Historic house in New York, United States

The Edward Harden Mansion, also known as Broad Oaks, is a historic home located on North Broadway (U.S. Route 9) in Sleepy Hollow, New York, United States, on the boundary between it and neighboring Tarrytown. It is a brick building in the Georgian Revival style designed by Hunt & Hunt in the early 20th century, one of the few mansions left of many that lined Broadway in the era it was built. Also on the property is a wood frame carriage house that predates it slightly. Both buildings were listed on the National Register of Historic Places in 2003. The mansion is part of Westchester County's historical Millionaires' Row.

Edward Harden had earned fame and fortune as the Chicago Tribune reporter who broke the story of Admiral George Dewey's victory in the Battle of Manila Bay. He later left journalism for finance, and after earning a seat on the New York Stock Exchange commissioned the house. Shortly after it was built, he allowed part of the home to be used for a new kindergarten that was the first Montessori school in the U.S. The Harden family later moved to nearby Scarborough. It was used as a home for retired seamstresses and, in the middle of the century, sold to the local school district, which continues to use it as its main offices today.

==Building==

The mansion is located atop a small hill on the east side of Broadway, adjacent to Patriot's Park, listed on the Register as the site where John André was captured during the Revolutionary War, exposing Benedict Arnold's espionage for the British. On the east property line is the Old Croton Aqueduct, a National Historic Landmark. The house straddles the municipal boundary between Sleepy Hollow and neighboring Tarrytown. It and the park are the transitional area between the densely developed downtown sections of the two communities, to the west, and residential areas to the east, marked by tall mature trees sheltering houses on large lots. Sleepy Hollow High School and the district's middle school are to the north and the elementary John Paulding School is to the south. A drive leads up from Broadway, curving south to a parking lot to the southwest. Another large parking lot is in the rear.

• **Given data**
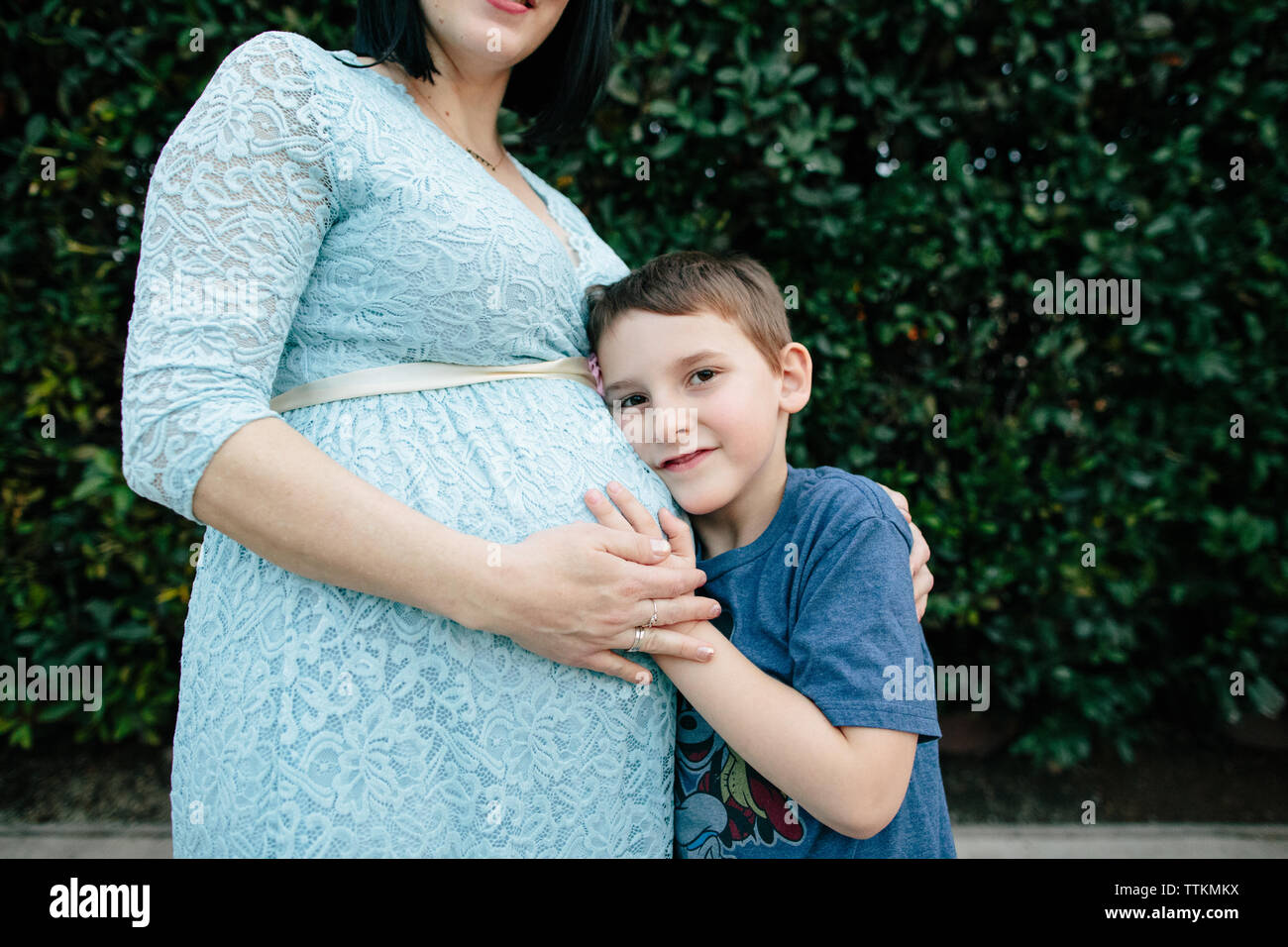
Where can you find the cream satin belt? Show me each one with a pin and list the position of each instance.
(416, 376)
* * *
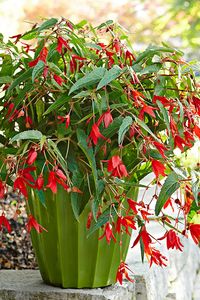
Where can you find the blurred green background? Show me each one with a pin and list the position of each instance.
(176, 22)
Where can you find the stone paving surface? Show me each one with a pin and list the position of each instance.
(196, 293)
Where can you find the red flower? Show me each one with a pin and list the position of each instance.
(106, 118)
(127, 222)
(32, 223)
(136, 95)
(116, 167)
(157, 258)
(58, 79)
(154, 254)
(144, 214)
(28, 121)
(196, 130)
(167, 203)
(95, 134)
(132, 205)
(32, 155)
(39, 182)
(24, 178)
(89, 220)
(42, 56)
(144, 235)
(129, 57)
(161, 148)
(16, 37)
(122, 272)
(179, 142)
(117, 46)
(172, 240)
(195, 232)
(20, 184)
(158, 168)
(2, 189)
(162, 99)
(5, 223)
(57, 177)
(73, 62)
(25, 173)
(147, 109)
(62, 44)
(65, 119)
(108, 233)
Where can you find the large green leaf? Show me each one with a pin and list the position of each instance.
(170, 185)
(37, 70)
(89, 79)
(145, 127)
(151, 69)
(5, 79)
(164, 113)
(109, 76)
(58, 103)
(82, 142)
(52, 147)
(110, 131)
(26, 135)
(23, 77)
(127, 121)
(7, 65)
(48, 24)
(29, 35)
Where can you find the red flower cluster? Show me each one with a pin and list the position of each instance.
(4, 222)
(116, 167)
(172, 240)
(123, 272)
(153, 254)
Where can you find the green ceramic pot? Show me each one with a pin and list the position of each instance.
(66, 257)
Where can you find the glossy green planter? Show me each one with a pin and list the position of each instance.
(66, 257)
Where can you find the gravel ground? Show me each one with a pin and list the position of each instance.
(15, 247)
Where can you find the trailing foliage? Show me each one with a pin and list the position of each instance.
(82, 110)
...
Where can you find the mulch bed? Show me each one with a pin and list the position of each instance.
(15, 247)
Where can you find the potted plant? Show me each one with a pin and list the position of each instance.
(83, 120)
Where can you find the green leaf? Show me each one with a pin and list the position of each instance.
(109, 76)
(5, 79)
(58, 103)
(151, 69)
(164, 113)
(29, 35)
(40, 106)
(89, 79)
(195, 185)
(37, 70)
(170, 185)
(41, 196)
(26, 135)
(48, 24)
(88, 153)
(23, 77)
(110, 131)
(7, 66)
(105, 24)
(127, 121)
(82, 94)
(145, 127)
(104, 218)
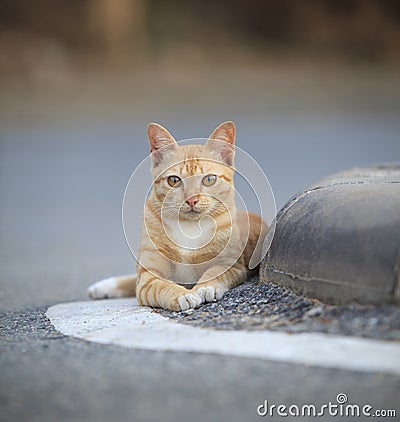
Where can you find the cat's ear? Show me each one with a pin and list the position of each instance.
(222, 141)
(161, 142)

• **Task list**
1 > Decide whether each statement agrees with the passage about the Edward Harden Mansion. Give yes or no for each, along with the exact words from the passage that settle it.
(a) The carriage house was built slightly after the mansion.
(b) Harden commissioned the house after earning a seat on the New York Stock Exchange.
(c) The Old Croton Aqueduct runs along the west property line.
2 > Carry on the passage about the Edward Harden Mansion, beginning right after its final sentence.

• **Answer list**
1 >
(a) No: "a wood frame carriage house that predates it slightly"
(b) Yes: "after earning a seat on the New York Stock Exchange commissioned the house"
(c) No: "On the east property line is the Old Croton Aqueduct"

2 >
The main house itself is a brick-faced nine-by-five-bay structure, two and a half stories tall with dormer windows and brick chimneys piercing its hip roof. On the north and south end are two-story, three-bay flat-roofed wings faced in decorative woodwork. A one-story service wing is on the rear, and an open porch on a stonework foundation with an iron railing runs along the ground floor of the west (front) facade, wrapping around both porches.

All windows on the seven bays of the main block's west facade are double-hung sash, 20-over-1 on the first floor (except for modern, narrower one-over-one on the northwest corner) and 15-over-15 upstairs. Some have projecting window air conditioner units. They have marble sills and splayed brick lintels with marble keystones. Recessed panels are worked into the brick between the two stories; the corners are quoined. At the roofline is a modillioned, dentilled cornice. The small six-over-six double-hung sash in the five dormers are topped with pedimented gables.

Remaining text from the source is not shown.